#### EXERCISE DIRECTIONS
Repeat the following entries verbatim, apart from the pictures.

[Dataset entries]

== Segment start ==

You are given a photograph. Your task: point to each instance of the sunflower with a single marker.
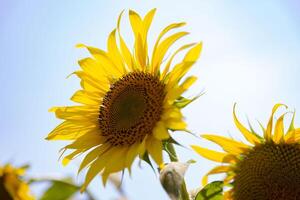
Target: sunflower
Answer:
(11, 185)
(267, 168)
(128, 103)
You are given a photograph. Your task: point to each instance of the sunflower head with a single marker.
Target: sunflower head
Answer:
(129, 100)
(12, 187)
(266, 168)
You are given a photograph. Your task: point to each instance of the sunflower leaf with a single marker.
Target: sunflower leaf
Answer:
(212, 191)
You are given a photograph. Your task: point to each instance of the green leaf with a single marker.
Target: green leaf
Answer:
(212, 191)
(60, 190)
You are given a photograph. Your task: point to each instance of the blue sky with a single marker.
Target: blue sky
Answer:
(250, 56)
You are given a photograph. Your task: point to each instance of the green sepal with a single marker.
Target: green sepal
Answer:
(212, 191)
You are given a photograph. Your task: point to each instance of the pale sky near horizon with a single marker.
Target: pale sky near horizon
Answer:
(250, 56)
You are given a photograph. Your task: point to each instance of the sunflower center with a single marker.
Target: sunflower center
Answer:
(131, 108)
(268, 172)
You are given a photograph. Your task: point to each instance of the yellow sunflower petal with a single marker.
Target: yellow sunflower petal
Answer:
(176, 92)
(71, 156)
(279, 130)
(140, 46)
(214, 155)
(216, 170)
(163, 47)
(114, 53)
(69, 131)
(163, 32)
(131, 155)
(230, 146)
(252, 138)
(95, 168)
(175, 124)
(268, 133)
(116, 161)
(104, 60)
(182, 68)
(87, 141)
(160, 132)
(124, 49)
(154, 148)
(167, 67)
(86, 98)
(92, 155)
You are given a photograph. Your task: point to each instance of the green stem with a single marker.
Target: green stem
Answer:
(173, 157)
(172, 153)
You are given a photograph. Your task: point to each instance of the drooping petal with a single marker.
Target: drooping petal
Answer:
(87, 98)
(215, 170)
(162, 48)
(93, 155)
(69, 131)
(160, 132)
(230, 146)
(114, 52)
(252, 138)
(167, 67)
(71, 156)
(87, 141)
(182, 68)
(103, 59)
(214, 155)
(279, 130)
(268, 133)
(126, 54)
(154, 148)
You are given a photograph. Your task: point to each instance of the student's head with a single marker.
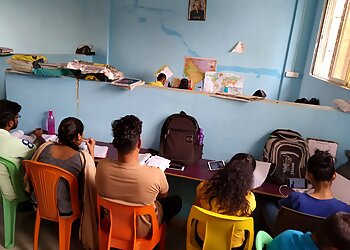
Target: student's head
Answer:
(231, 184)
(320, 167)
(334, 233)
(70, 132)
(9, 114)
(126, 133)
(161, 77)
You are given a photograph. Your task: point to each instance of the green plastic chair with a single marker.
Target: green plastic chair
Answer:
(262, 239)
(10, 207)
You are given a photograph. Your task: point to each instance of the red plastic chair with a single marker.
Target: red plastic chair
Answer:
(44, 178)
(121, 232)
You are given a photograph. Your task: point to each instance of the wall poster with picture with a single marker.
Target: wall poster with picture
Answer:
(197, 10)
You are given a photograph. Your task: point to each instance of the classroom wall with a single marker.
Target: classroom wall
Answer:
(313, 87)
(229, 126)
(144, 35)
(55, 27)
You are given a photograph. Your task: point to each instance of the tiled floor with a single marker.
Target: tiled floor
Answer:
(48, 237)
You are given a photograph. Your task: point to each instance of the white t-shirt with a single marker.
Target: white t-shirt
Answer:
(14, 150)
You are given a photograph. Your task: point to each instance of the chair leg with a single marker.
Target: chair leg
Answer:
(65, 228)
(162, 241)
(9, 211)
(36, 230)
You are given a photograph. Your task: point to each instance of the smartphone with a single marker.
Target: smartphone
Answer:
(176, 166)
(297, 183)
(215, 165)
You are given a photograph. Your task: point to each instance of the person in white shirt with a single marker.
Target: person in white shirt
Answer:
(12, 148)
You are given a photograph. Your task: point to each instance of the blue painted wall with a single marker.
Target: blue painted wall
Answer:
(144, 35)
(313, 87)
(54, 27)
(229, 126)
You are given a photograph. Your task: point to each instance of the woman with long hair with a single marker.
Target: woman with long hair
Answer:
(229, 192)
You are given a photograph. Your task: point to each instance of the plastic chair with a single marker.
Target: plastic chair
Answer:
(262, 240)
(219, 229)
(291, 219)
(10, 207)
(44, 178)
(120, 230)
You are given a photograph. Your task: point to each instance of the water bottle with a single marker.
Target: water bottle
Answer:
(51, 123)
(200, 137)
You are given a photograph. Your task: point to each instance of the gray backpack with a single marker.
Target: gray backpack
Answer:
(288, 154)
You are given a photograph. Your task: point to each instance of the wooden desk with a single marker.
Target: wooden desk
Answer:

== Segment end ==

#### YOUR RESPONSE
You are given a photograph. Your task: point to each instance of the sunflower with a single marker.
Target: sunflower
Answer:
(11, 185)
(267, 168)
(128, 103)
You are given a photograph. Your task: point to each instance of the sunflower head with a single marker.
Target: sunflower head
Answer:
(129, 100)
(12, 187)
(266, 168)
You are given a photograph. Your task: point to each instance of the sunflower leaf with a single marker.
Target: sunflower leaf
Answer:
(212, 191)
You are given a photograph. Your task: point to each instance of the green leaf with a single marker.
Target: green leaf
Answer:
(212, 191)
(60, 190)
You are given a photograph. Your task: point to each instance of the blue sky with a single marker.
Target: blue sky
Answer:
(250, 56)
You are given a photograph. Your task: point to each instance of the green sepal with a single marker.
Target: green sepal
Answer:
(212, 191)
You are given a photograph. Your task: point to each instance of the pale sky near horizon with a single marker.
Target: pale sky near horizon
Answer:
(250, 56)
You are given a photograph. Your task: point to each instance of the sunflower center with a single marker.
Target: sunflower center
Answer:
(131, 108)
(268, 172)
You are given a photograph. Your task: point to each instance of the yellow sunflower petal with a single marker.
Target: yellow sunflower petal
Answer:
(176, 92)
(71, 156)
(279, 130)
(140, 46)
(214, 155)
(216, 170)
(163, 47)
(114, 53)
(69, 131)
(163, 32)
(131, 155)
(230, 146)
(252, 138)
(95, 168)
(175, 124)
(268, 133)
(116, 161)
(104, 60)
(182, 68)
(87, 141)
(160, 132)
(124, 49)
(154, 148)
(167, 67)
(86, 98)
(92, 155)
You are given a photograph. Your task: point to each instance of the green stem with a single marker.
Target: green stem
Answer:
(173, 157)
(172, 153)
You are given a photograph. Your task: point to each instance of the drooping petal with a single marker.
Target: drooping petal
Answer:
(87, 98)
(215, 170)
(162, 48)
(93, 155)
(69, 131)
(160, 132)
(230, 146)
(114, 52)
(252, 138)
(167, 67)
(71, 156)
(87, 141)
(182, 68)
(103, 59)
(214, 155)
(279, 130)
(268, 133)
(126, 54)
(154, 148)
You are given a photograph. Your task: point to each instance of the student's head with a single marker.
Target: student's head
Answer:
(231, 184)
(320, 167)
(334, 233)
(70, 132)
(9, 114)
(126, 133)
(161, 77)
You are given a photograph. Your task: point to each instance of the green plastic chair with a single marker.
Target: green plastic chair
Answer:
(262, 239)
(10, 207)
You are given a photograph. Your task: point to each instance of the red plastic chair with a single marker.
Target: red plastic chair
Answer:
(44, 178)
(121, 232)
You are given a photograph. Your task: point to each instance of the wall poster with picture with a single marker.
Target: wall poster with picture
Answer:
(197, 10)
You are given a photograph. Your task: point to each instance of the classroom wall with a single marker.
Target: classroom wall
Answer:
(313, 87)
(229, 126)
(144, 35)
(55, 27)
You are given a photograph. Your task: point to each instance of the tiled floor with a single marker.
Target: tiled floor
Answer:
(48, 237)
You are given a photograph. Your task: point to each instance of the white t-shirt with a single marker.
Target: white t-shirt
Answer:
(14, 150)
You are given a photograph. Your task: point to each instance of the chair leg with a single marker.
Target: chair leg
Answer:
(65, 228)
(162, 241)
(9, 211)
(36, 230)
You are given a photograph. Your task: point to each instance of the smartphone with a single marker.
Target: smartphone
Answer:
(176, 166)
(297, 183)
(215, 165)
You are given a photograph. Your task: point to each instance of the person in white shirt with a single marker.
Target: person in white shirt
Answer:
(12, 148)
You are given a photograph. Your task: point to each instance of the blue painted wall with a single marker.
Target: blue painted wall
Answer:
(144, 35)
(313, 87)
(54, 27)
(229, 126)
You are given a photograph. Your task: point to each instance of the woman with long hair with a single marker.
Target: woman with long hair
Answer:
(229, 192)
You are given a photograph. Your task: point to each instance of the plastic chair with a single marker.
Target: plastic chair
Answer:
(262, 240)
(219, 229)
(291, 219)
(10, 207)
(44, 178)
(120, 230)
You are given a photograph. Your task: point to each instance of the water bottle with a single marker.
Target: water bottle
Answer:
(51, 123)
(200, 137)
You are given a photograph. Your task: point to each instance of the gray backpack with a single marker.
Target: gray backpack
Answer:
(288, 154)
You are given a photograph. Your task: point to each instance of the wooden desk with a single marker.
Target: wooden desk
Answer:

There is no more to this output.